*What you will do*:
1. List every maprule attribute that the maprule documentation excerpt mentions by name.
2. Carry on the maprule documentation excerpt from the point where it stops.

Why are all outputs relative to "<maprule_pkg>/<maprule_name>_out/" ?

To ensure that maprules in the same package and with the same outs_templates produce distinct output files.

Why aren't outs_templates keys available as placeholders in the values of add_env?

Because add_env is meant to be used for passing extra "$(location)" information to the action, and the output paths are already available as envvars for the action.

Attributes

name Name; required

A unique name for this target.

add_env Dictionary: String -> String; optional

Extra environment variables to define for the actions. Every variable's name must be uppercase. Bazel will automatically prepend "MAPRULE_" to the name when exporting the variable for the action. The values may use "$(location)" expressions for labels declared in the `srcs` and `tools` attribute, and may reference the same placeholders as the values of the `outs_templates` attribute.

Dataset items
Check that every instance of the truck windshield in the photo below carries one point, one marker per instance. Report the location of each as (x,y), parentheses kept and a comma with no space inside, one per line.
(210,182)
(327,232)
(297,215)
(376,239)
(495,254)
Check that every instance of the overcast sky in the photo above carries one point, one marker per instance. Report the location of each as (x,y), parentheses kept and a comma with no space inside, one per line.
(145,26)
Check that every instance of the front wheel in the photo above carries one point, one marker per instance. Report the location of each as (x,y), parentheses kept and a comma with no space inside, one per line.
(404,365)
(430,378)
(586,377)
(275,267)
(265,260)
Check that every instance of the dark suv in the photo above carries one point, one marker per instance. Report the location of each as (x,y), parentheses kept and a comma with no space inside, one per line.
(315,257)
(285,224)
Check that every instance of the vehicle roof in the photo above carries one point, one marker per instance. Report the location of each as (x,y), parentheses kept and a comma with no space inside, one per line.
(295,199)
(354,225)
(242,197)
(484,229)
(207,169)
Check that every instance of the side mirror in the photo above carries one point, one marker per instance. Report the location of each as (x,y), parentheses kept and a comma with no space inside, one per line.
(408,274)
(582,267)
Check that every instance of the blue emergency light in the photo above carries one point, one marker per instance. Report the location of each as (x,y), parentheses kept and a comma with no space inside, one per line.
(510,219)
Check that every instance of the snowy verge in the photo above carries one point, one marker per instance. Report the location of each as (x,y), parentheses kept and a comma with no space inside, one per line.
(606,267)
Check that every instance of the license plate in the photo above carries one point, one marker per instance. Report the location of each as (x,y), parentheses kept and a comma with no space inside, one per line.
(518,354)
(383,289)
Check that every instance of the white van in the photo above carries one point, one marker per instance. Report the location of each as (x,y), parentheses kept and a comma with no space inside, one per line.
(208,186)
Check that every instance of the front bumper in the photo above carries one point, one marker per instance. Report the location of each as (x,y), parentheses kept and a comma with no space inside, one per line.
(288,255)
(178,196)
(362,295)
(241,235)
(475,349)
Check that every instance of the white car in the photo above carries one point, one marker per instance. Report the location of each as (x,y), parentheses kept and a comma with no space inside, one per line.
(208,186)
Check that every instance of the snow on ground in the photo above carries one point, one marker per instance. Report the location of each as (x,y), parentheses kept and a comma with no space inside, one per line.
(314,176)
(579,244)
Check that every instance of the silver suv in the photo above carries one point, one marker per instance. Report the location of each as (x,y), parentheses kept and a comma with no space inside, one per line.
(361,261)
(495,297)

*Solved problems*:
1.
- outs_templates
- add_env
- name
- srcs
- tools

2.
cmd String; required

The command to execute. It must be in the syntax corresponding to this maprule type, e.g. for `bash_maprule` this must be a Bash command, and for `cmd_maprule` a Windows Command Prompt (cmd.exe) command. Several environment variables are available for this command, storing values like the paths of the input and output files of the action. See the "Environment Variables" section for the complete list of environment variables available to this command.

foreach_srcs List of labels; required

The set of sources that will be processed one by one in parallel, to produce the templated outputs. Each of these source files will will be processed individually by its own action.

message String; optional

A custom progress message to display as the actions are executed.

outs_templates Dictionary: String -> String; required

Templates for the output files. Each key defines a name for an output file and the value specifies a path template for that output. For each of the files in `foreach_srcs` this rule creates one action that produces all of these outputs. The paths of the particular output files for that input are computed from the template. The ensure the resolved templates yield unique paths, the following placeholders are supported in the path templates:

  • "{src}": same as "{src_dir}/{src_name}"
  • "{src_dir}": package path of the source file, and a trailing "/"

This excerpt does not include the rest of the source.